# Instrucciones a seguir:
En el relato del viaje a Junín, cambia "colectivo" por "autobús" y vuelve a escribir el fragmento que arranca en "Bajo del 93" y termina después de "la primera marca.".

# Texto del documento:
• • • • •
Bajo del 93 en Libertador y Esmeralda. Hace un calor
pronunciado. Voy demasiado cargada de peso (el arroz bomba que me pidió mi viejo y pasé riéndome por el control
del aeropuerto, pesa), los escalones del colectivo son muy altos, no tengo
fuerza suficiente en los brazos por lo que empujo con la rodilla la valija. Me
lastimo. Ya llevo la primera marca.
Voy rumbo Junín, mi pueblo natal. En el tramo que va
desde Av. Libertador a la estación de ómnibus, veo toda la oferta de puestos
ambulantes, siempre variada. Paso por la estación de trenes y recuerdo.
Arrastro la valija por las veredas rotas siempre rotas y
las rueditas van encallando en las profundidades de los agujeros. El sol pica.
• • • • •
# Sección de datos:
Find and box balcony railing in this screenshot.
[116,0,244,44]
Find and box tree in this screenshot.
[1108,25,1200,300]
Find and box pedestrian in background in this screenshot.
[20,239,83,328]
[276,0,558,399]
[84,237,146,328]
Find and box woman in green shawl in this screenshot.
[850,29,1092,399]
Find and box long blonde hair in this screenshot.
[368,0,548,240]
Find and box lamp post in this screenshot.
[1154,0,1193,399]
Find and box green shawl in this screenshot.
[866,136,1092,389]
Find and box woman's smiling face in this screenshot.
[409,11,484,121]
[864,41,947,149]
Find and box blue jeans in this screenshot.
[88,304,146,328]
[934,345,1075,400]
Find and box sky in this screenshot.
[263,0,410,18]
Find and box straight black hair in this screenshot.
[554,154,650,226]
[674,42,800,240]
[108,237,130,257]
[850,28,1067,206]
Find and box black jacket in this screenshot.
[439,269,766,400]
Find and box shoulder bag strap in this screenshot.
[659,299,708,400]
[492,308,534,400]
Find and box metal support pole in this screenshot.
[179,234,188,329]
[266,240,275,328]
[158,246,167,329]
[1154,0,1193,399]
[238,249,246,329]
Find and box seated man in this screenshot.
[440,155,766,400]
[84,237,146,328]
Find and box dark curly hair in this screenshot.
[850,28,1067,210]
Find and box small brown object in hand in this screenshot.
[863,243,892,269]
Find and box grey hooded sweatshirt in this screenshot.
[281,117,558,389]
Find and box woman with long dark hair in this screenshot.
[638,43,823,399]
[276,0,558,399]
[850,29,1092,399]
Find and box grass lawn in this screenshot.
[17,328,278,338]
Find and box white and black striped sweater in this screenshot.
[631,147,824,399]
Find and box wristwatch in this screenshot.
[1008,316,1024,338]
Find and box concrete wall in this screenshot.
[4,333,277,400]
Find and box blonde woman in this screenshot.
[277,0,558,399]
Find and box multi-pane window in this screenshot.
• • • • •
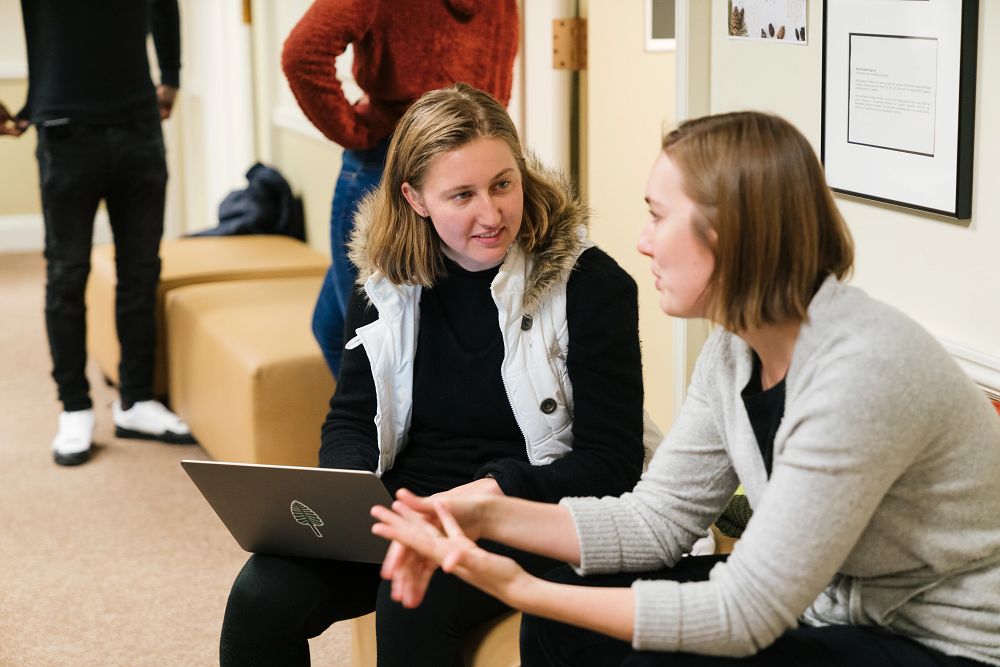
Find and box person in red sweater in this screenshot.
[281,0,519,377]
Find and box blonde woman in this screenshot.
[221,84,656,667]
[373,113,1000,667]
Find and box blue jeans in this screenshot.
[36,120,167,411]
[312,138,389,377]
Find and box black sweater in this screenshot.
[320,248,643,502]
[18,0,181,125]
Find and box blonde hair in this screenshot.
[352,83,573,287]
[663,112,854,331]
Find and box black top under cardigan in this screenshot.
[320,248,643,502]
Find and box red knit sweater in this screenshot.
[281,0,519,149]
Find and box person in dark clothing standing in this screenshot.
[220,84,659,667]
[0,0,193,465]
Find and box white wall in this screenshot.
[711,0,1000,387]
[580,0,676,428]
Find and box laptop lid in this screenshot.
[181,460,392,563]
• • • • •
# Solución propuesta:
Bajo del 93 en Libertador y Esmeralda. Hace un calor
pronunciado. Voy demasiado cargada de peso (el arroz bomba que me pidió mi viejo y pasé riéndome por el control
del aeropuerto, pesa), los escalones del autobús son muy altos, no tengo
fuerza suficiente en los brazos por lo que empujo con la rodilla la valija. Me
lastimo. Ya llevo la primera marca.